# [Exercise inputs]
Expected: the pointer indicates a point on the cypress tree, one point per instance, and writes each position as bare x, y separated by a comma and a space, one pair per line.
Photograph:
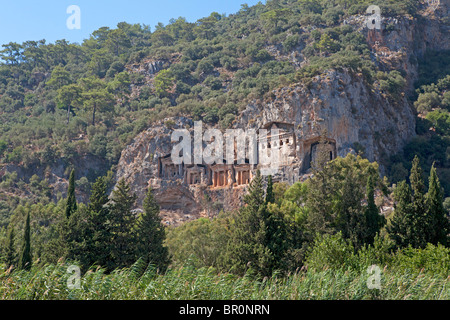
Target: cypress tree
10, 255
400, 228
420, 222
438, 224
98, 216
71, 205
121, 221
270, 196
25, 257
151, 235
246, 247
374, 221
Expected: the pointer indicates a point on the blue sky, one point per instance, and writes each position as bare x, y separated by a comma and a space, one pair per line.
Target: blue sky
22, 20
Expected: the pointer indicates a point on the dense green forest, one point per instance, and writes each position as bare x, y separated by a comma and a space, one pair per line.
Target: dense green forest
61, 102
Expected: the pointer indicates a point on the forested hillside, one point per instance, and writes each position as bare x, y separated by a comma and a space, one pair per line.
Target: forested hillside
67, 111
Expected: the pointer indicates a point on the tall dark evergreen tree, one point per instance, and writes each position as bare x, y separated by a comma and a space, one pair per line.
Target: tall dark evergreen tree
439, 223
374, 221
401, 225
246, 247
270, 196
71, 205
121, 223
25, 261
99, 213
88, 236
10, 254
420, 222
151, 235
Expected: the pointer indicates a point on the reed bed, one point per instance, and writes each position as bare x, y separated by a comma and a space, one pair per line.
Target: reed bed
186, 283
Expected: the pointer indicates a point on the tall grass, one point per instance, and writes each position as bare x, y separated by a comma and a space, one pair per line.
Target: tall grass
187, 283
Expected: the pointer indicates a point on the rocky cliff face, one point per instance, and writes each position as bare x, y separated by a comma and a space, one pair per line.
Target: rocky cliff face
356, 117
342, 104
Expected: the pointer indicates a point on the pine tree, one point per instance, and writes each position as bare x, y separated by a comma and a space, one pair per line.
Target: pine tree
71, 205
439, 223
25, 257
10, 255
151, 235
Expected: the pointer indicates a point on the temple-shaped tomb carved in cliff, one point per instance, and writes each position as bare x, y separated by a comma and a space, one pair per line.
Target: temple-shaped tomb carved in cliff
168, 170
221, 175
294, 152
315, 148
284, 143
195, 174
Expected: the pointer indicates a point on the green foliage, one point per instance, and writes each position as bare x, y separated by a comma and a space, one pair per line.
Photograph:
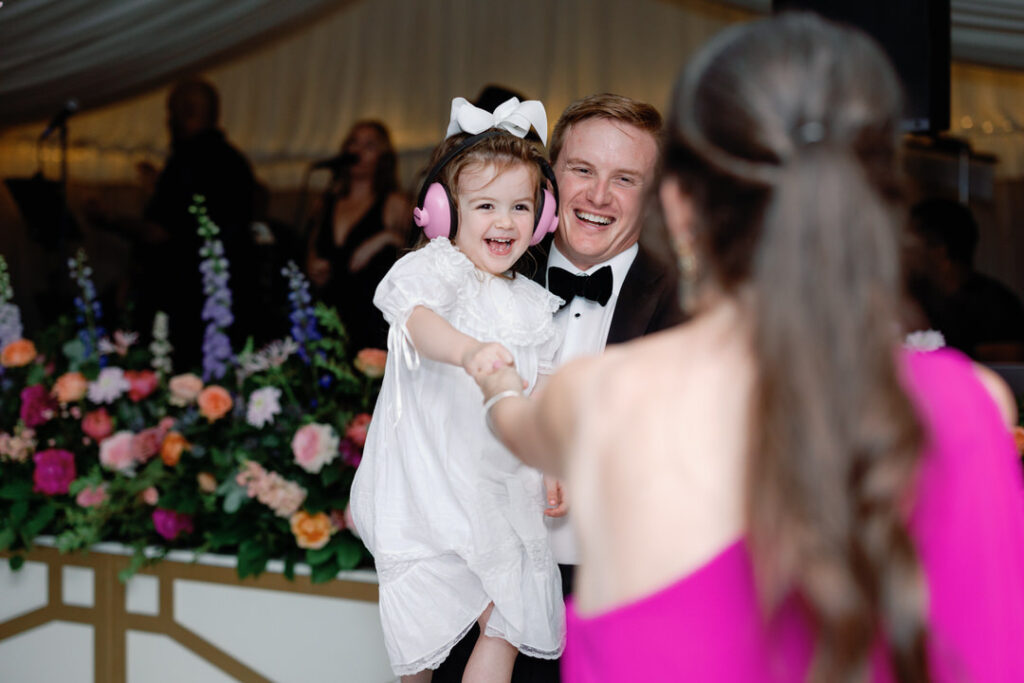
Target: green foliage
226, 516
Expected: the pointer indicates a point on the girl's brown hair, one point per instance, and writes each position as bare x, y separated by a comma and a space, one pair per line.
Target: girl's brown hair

# [Task to carry out]
Reproduce every line precisely as given, omitting all pictures.

# [Exercise result]
Expected: the pointer indicates a point on the cypress tree, one point per instance, and writes each position as bare x, y separated by a comma and a space, one pair per line.
Photograph:
Target: cypress tree
10, 255
400, 228
420, 222
438, 224
98, 216
71, 205
121, 221
270, 196
25, 257
151, 235
246, 247
374, 221
Expected: the pointer indicates a point on the blue sky, one point per instance, and writes each position as bare x, y separated by a comma and a space, one pair per line.
Target: blue sky
22, 20
Expected: the pointer indicates a point on the dense green forest, one point per instance, and writes each position as bare x, y separated by a comma and a space, one pair per line.
Target: dense green forest
61, 102
Expected: the pointer indicates a point on the forested hillside, one point per instance, and writes each position as bare x, y separated by a comma and a space, one pair per line.
Target: forested hillside
67, 111
Expected: the pointer indicates a point on the tall dark evergreen tree, one point per instance, and writes each position as bare x, y separated by a comma and a space, one pair per line.
Target: tall dark evergreen tree
439, 223
374, 221
401, 225
246, 247
270, 196
71, 205
121, 223
25, 261
99, 213
88, 236
10, 254
420, 222
151, 235
Expected: the pointer indicates a point on the reed bed, one point per instance, and writes each position as bare x, y separated by a comma and a space, one pair per line.
Target: reed bed
186, 283
Expected: the pointer indicates a point on the tall grass, one point per instance, and writes each position as bare x, y separated by a comma and a space, one pair per line.
Target: tall grass
187, 283
Expected: the pointer indicates a point on the rocky cliff face, one point per instance, and writes each position as bare x, y separated by a comma and a space, one pair per line.
Target: rocky cliff face
356, 117
342, 104
Expected: the pointer indicates a point on the pine tree, one point per instance, and writes each position as bare x, y separated by a comma and a space, one pair per line.
Target: pine tree
71, 205
439, 223
25, 257
10, 255
151, 235
Expected: the pointer indicates a point on the temple-shaped tomb carved in cliff, one point per instance, and writes each position as bare x, y separated by a comma and a space, one pair per line.
Target: temple-shaped tomb carved in cliff
168, 170
221, 175
294, 152
315, 148
284, 143
195, 174
Expected: the pointer indicates a point on the green foliage, one point per instance, and writes each position as bare x, y separated by a comma and a space, one pair per line.
Photograph:
Target: green foliage
226, 516
Expected: the pointer indicates a point on the girl's brown hair, one point per instance, and writes each position as bare x, y separated by a comma and a space, one pair per line.
Target: girl's brown hair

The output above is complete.